» WRITTEN TASKS
1. In the KZ Frontier thread, what did RDS remove to make room for fishing wire through the ceiling?
2. Write out everything in the KZ Frontier thread from "Since it is" down to "on that side.".

» TEXT PROVIDED

+++

# Kz Frontier 2405



## Dmac (Apr 24, 2012)

After looking for about 6 months I knew that I wanted to purchase a used Outback 25RS, but the problem was I could not find one within 250 miles of Atlanta.
While looking I found a 2006 KZ Frontier 2405 with the same floor plan as the Outback 25RS. We went and looked at it and bought it last month. For the most part
I am very happy with the camper but there are a few things I need to work on. Since there is very little information on the web about the KZ, I am hoping to be able to
bounce ideas off you guys, and show some of the mods I have already done. I don't have any photos yet, but here are a few things that I have already done.
1. Mounted a 23 inch LCD TV on a pivoting arm at the end of the kitchen. This is what I purchased, which has an extra mount that I will put on the outside of the camper.
http://tinyurl.com/8cyhjby
2. The bathroom in the Frontier is tiny, and it is hard for me to sit down without my knees pushing on the door. For some reason the toilet is moved about a foot from the
back wall, and it is elevated about 8 inches. I am looking to move the toilet back, but I have not started that yet. I did come up with a solution for a toilet paper holder.
Since it is so cramped, there is really nowhere to put the holder, so I purchased this - http://tinyurl.com/9kpmvk6 
I will put this in the wall, and it will have to come through the other will on the bottom front bunk. I will just frame it in on that side.
3. My outdoor hatch did not have anything in it, and the inside framing of it was just unfinished tin metal. I painted it a glossy white, that it looks great.
I will probably put my other TV mount in there, and also add outdoor speakers.
I would like to tap into the speakers in the ceiling for the outdoor speaker, since the radio is mounted on the other side of the trailer, over the dinette.
Anyone know what the ceiling is made of, and what is in the walls? My old camper had foam walls, with wood studs. Not sure how to fish a wire through the ceiling or walls.
Any ideas.
4. I built a bunk ladder for the front bunk.

I will take some photos soon, and upload.

Darren.


----------



## RDS (Jul 20, 2011)

Dmac said:


> After looking for about 6 months I knew that I wanted to purchase a used Outback 25RS, but the problem was I could not find one within 250 miles of Atlanta.
> While looking I found a 2006 KZ Frontier 2405 with the same floor plan as the Outback 25RS. We went and looked at it and bought it last month. For the most part
> I am very happy with the camper but there are a few things I need to work on. Since there is very little information on the web about the KZ, I am hoping to be able to
> bounce ideas off you guys, and show some of the mods I have already done. I don't have any photos yet, but here are a few things that I have already done.
> ...


Not sure how your TT is constructed, but I removed the trim around my A/C and roof vents when I installed extra speakers in my ceiling.

This gave me lots of room to fish wire from spot to spot.

Good luck and have fun!


----------

+++

» DATA LISTING
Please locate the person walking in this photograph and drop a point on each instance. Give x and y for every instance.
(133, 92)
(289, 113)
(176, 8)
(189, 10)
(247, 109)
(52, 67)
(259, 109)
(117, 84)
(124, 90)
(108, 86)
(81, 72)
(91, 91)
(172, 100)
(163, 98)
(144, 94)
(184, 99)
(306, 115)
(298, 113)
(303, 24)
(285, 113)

+++

» FINAL RESULTS
1. The trim around the A/C and the roof vents.

2.
Since it is so cramped, there is really nowhere to put the holder, so I purchased this - http://tinyurl.com/9kpmvk6 
I will put this in the wall, and it will have to come through the other will on the bottom front bunk. I will just frame it in on that side.